DESCRIPTION OF THE TASK: Transcribe the entries below exactly from their first line through the line containing "Mark one point on each instance of the terraced", and let no picture into the copy.

======== DATA TO PROCESS ========

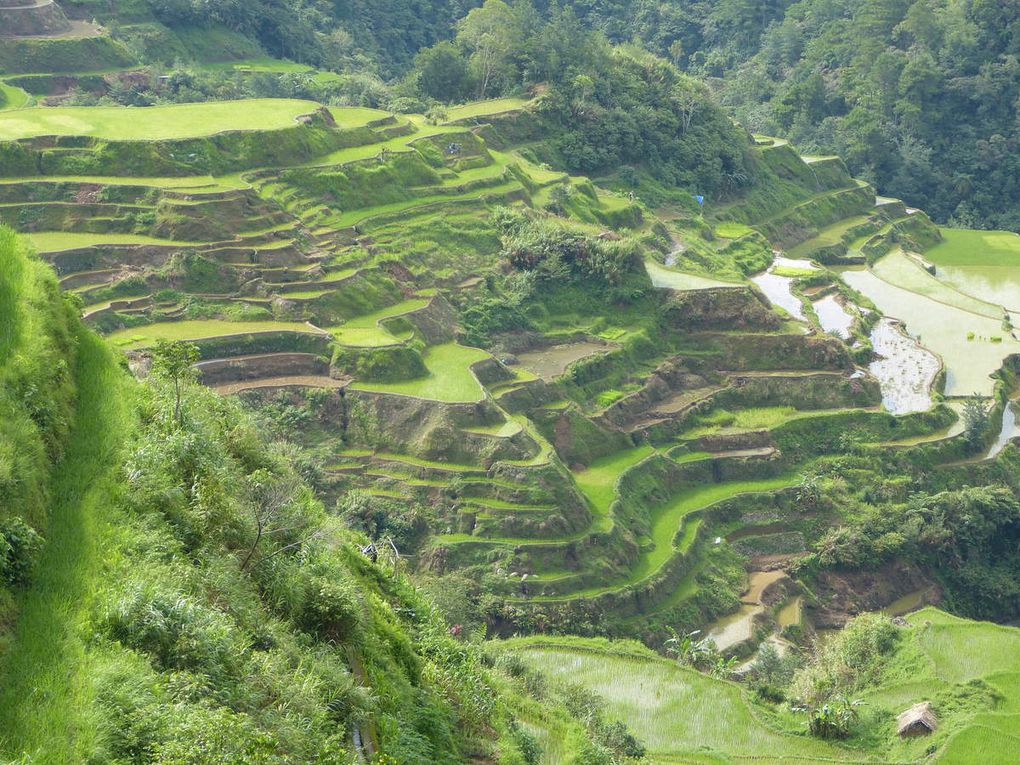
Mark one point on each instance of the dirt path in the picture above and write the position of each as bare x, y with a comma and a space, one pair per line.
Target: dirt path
44, 677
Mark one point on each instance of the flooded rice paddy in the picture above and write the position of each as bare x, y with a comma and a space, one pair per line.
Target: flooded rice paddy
833, 316
905, 370
966, 342
553, 361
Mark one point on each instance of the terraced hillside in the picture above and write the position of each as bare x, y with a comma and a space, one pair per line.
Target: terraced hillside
587, 465
685, 716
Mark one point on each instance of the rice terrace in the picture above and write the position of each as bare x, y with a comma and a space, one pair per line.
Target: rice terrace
500, 384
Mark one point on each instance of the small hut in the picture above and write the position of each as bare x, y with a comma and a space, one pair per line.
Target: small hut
918, 720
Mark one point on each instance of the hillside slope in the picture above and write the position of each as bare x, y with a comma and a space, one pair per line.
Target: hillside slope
172, 593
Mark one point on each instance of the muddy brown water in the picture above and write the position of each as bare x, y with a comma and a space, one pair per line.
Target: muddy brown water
553, 361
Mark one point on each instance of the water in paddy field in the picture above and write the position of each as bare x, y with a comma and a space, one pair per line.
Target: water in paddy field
740, 625
833, 316
1009, 430
905, 370
779, 290
995, 284
963, 339
735, 627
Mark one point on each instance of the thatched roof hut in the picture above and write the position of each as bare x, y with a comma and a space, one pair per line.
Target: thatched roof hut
918, 720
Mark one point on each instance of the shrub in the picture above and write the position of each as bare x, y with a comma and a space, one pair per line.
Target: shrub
19, 549
328, 607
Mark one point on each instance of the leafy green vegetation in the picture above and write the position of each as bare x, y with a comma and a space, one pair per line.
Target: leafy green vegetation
180, 120
516, 351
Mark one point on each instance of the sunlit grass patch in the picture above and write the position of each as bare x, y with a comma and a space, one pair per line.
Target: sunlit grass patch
977, 248
450, 377
141, 337
156, 122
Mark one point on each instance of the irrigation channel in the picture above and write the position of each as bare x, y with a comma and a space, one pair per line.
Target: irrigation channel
777, 284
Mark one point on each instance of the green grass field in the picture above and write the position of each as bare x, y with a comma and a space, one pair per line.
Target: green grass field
674, 711
598, 482
46, 691
731, 230
967, 247
12, 98
899, 269
450, 377
158, 122
666, 522
142, 337
366, 332
668, 278
60, 241
684, 716
485, 108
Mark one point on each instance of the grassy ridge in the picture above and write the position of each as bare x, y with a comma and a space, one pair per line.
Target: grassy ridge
44, 701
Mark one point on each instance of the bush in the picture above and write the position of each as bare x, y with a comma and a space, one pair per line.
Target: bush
19, 549
328, 607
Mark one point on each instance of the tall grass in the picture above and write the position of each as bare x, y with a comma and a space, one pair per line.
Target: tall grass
44, 695
11, 275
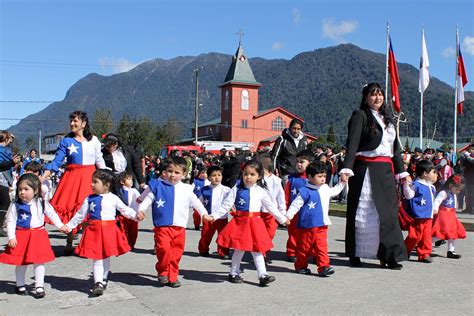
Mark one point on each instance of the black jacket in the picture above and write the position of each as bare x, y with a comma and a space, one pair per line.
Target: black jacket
284, 152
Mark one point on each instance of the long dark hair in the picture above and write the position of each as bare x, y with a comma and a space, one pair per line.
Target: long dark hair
367, 91
83, 117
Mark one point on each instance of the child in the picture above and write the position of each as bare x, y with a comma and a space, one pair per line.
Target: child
198, 183
296, 181
446, 225
28, 241
420, 195
170, 200
246, 231
212, 196
129, 196
101, 238
312, 223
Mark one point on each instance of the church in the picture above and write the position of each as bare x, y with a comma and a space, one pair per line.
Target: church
241, 121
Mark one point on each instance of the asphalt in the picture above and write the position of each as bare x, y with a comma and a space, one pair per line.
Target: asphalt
444, 287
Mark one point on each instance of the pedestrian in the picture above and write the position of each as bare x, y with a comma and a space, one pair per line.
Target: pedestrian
28, 242
246, 231
171, 200
312, 204
446, 225
102, 238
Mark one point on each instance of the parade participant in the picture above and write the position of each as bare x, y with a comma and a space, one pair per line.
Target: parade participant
421, 194
373, 154
212, 196
446, 225
170, 200
246, 231
28, 241
312, 203
83, 153
102, 238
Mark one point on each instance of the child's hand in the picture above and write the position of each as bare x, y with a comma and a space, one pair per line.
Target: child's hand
12, 243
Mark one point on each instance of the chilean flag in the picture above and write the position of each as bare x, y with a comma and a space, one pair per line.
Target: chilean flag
394, 78
461, 80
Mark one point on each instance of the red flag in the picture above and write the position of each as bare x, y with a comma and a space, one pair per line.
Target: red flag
461, 80
394, 78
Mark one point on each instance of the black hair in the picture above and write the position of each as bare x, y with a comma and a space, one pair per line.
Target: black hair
259, 168
213, 169
423, 166
306, 154
83, 117
367, 91
315, 167
34, 167
109, 178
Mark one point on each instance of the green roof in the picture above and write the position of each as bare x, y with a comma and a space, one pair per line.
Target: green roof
240, 71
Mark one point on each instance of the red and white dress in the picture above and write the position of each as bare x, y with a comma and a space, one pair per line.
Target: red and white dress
102, 238
25, 223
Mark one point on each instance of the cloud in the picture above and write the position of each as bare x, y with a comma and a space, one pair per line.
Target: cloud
448, 52
296, 16
278, 45
116, 65
337, 31
468, 45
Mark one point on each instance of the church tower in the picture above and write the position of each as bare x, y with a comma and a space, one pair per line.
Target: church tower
239, 99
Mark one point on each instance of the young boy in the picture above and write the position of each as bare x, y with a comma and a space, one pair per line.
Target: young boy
312, 224
421, 194
171, 200
212, 196
296, 181
129, 196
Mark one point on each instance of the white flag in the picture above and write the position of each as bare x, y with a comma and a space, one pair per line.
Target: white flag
424, 64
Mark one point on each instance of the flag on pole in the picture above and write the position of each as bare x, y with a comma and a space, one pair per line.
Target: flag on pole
394, 78
424, 80
461, 79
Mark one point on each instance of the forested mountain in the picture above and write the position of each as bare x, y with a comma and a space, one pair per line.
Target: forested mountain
321, 86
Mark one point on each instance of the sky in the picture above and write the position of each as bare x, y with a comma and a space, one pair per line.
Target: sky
48, 45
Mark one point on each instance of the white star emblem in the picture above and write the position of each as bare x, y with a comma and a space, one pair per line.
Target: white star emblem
160, 203
92, 207
72, 149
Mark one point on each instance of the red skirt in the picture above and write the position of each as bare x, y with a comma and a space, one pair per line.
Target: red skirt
447, 226
102, 239
32, 247
246, 232
74, 187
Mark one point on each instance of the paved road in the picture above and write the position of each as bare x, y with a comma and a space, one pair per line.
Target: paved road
443, 287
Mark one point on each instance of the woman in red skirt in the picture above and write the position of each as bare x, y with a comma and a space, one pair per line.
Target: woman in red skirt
83, 153
246, 231
28, 241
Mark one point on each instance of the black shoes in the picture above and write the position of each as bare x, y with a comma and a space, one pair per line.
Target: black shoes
453, 255
265, 280
234, 278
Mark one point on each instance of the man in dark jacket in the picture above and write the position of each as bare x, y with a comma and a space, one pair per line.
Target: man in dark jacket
291, 142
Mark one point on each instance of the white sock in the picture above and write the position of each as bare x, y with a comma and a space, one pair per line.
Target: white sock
98, 268
235, 265
20, 272
451, 243
259, 261
40, 271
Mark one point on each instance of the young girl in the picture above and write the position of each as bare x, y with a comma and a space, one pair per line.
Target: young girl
28, 241
246, 231
101, 238
446, 225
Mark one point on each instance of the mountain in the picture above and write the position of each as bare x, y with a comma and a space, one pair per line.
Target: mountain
321, 86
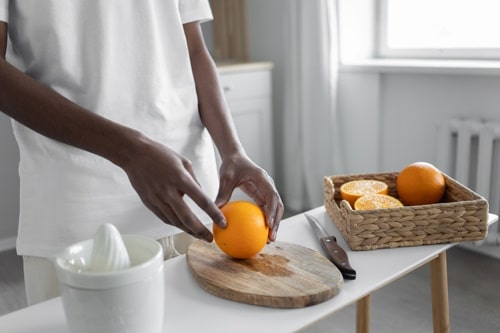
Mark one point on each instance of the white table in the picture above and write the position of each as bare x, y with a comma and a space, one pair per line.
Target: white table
190, 309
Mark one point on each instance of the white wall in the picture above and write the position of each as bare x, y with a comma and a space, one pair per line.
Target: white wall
9, 184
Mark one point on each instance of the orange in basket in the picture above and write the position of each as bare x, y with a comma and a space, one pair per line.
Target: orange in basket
353, 190
376, 201
420, 183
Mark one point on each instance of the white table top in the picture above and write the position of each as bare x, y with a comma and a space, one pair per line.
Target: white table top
191, 309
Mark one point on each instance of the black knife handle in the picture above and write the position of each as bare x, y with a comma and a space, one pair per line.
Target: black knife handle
338, 256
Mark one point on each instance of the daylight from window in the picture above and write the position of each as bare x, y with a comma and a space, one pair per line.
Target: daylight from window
443, 24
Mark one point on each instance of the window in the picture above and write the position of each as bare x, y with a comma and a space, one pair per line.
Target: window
466, 29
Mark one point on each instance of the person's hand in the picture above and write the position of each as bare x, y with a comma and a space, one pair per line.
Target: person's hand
239, 171
162, 177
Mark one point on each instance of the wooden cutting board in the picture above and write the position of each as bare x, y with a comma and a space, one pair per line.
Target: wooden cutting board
282, 275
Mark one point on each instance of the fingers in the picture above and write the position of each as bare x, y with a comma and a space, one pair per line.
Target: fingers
226, 187
262, 190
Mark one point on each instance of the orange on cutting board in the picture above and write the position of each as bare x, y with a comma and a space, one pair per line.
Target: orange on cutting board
376, 201
246, 232
420, 183
355, 189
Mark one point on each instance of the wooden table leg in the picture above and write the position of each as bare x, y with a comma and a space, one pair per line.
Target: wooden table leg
363, 315
439, 290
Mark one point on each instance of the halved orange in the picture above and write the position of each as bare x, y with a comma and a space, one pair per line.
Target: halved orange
355, 189
376, 201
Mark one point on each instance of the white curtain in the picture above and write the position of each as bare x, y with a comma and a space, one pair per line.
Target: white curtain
311, 142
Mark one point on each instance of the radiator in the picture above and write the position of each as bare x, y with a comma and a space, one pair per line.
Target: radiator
468, 150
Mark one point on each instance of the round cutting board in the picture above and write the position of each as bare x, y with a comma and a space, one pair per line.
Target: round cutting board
282, 275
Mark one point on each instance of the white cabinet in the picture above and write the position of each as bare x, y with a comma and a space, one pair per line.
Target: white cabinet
248, 91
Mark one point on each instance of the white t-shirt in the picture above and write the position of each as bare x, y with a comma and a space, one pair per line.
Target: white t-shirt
126, 60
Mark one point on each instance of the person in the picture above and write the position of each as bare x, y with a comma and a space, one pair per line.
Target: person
116, 108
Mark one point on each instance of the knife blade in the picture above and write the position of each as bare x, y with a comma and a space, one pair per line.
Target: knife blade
334, 252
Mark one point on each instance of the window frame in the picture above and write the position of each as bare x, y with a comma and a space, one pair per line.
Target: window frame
384, 51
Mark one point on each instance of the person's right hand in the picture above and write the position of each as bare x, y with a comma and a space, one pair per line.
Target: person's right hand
162, 177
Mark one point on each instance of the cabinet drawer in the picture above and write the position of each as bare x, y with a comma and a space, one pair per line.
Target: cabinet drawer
246, 84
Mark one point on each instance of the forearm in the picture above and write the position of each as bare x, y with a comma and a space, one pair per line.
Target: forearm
213, 107
50, 114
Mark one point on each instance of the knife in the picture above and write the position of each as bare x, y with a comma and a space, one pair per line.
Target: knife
334, 252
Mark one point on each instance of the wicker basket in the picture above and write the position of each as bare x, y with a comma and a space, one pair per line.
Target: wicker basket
461, 216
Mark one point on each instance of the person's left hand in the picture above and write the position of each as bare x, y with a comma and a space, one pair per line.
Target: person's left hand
238, 171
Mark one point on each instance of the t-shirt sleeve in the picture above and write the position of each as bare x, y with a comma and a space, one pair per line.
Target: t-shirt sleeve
4, 10
194, 10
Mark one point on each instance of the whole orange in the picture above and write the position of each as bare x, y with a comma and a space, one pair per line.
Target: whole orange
420, 183
246, 232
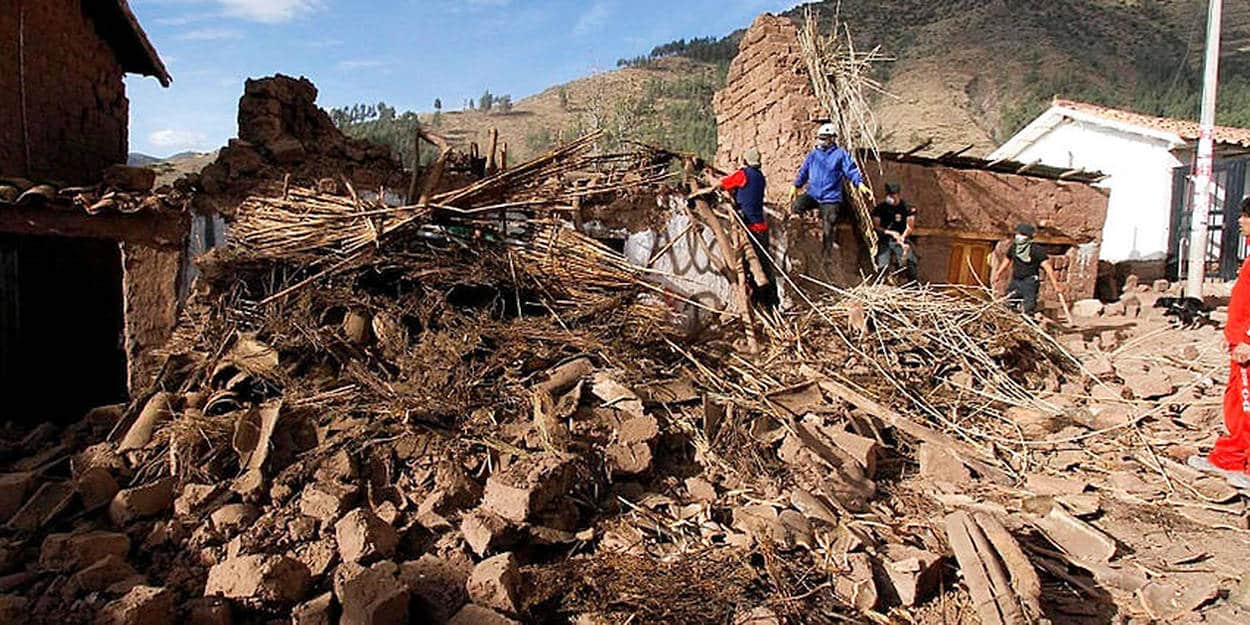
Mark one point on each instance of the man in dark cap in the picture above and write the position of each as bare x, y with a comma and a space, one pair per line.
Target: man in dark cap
894, 220
1026, 260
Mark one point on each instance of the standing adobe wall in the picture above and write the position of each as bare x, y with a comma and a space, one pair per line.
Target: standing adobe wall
74, 120
768, 104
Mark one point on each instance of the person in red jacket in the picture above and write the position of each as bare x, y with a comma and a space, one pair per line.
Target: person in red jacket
1231, 453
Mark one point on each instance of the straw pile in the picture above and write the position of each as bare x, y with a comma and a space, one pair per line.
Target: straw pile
478, 378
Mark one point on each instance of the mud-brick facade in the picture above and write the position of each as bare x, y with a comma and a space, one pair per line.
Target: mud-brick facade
63, 103
966, 205
768, 104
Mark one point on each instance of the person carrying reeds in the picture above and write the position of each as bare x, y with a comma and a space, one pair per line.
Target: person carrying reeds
894, 219
823, 174
746, 186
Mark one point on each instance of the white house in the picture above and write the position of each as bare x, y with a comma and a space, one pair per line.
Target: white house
1146, 160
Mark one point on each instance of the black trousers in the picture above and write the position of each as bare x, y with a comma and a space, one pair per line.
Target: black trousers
764, 295
1023, 294
829, 214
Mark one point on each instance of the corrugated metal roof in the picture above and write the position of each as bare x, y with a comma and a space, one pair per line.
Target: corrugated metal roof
1185, 129
93, 200
999, 166
119, 28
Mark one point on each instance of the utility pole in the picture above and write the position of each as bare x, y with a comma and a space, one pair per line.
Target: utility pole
1203, 165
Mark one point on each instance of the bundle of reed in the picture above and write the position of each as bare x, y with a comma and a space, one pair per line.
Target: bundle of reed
841, 83
956, 355
304, 223
580, 271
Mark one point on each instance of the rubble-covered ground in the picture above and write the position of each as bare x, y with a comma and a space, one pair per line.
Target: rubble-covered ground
469, 413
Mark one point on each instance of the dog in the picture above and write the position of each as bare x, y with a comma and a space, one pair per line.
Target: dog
1186, 311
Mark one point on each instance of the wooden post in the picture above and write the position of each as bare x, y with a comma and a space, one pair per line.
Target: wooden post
490, 154
416, 165
726, 250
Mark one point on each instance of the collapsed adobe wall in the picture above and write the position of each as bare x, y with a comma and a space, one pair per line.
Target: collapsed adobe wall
986, 205
61, 98
281, 130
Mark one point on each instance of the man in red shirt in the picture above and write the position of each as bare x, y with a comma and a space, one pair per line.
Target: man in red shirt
1231, 453
748, 185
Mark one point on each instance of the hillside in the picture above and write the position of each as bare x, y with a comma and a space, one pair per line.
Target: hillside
668, 101
965, 71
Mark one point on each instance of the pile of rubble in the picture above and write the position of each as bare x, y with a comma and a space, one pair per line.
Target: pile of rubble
468, 411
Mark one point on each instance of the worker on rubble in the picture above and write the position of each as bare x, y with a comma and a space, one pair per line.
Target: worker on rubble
894, 220
1026, 259
748, 185
823, 173
1230, 456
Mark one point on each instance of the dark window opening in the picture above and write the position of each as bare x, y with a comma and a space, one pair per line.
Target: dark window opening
61, 328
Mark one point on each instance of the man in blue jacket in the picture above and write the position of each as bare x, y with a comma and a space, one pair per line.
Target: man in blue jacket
823, 173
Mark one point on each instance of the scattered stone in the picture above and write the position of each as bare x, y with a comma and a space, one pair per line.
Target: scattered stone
864, 450
485, 531
1035, 424
315, 611
700, 490
943, 468
259, 578
70, 551
494, 584
1149, 384
96, 488
141, 605
336, 466
1086, 309
760, 520
911, 574
441, 585
363, 536
1100, 366
140, 501
478, 615
328, 500
234, 518
103, 574
209, 610
639, 429
125, 178
1178, 594
13, 491
319, 555
50, 500
856, 585
529, 485
1054, 486
758, 616
628, 460
195, 499
370, 596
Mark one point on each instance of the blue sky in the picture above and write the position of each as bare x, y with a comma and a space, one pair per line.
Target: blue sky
403, 51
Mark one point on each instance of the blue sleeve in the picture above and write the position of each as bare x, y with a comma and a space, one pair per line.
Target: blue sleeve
801, 179
850, 171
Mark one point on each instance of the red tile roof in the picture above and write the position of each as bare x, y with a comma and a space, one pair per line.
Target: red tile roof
1185, 129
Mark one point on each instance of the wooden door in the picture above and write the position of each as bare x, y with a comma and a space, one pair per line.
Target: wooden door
969, 261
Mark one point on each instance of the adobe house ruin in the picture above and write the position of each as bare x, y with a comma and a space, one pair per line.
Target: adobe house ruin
965, 205
81, 298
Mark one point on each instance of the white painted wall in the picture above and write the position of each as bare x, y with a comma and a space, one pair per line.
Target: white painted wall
1139, 175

========

ANSWER SPACE:
Mark one point on each instance of the dirt path in the picture above and write the position of each as bare x, y with a comma and a space, one pair per line.
Target: dirt path
44, 677
Mark one point on each instance of the flooded rice paddy in the picture above and write the position of each as bare x, y with a comma and a space, one pair per line.
Target: flooded rice paddy
833, 316
905, 370
966, 342
553, 361
Mark one point on each instance of the terraced hillside in the picture above and write the position of each as bare x, y with a comma and a space, one pair per line.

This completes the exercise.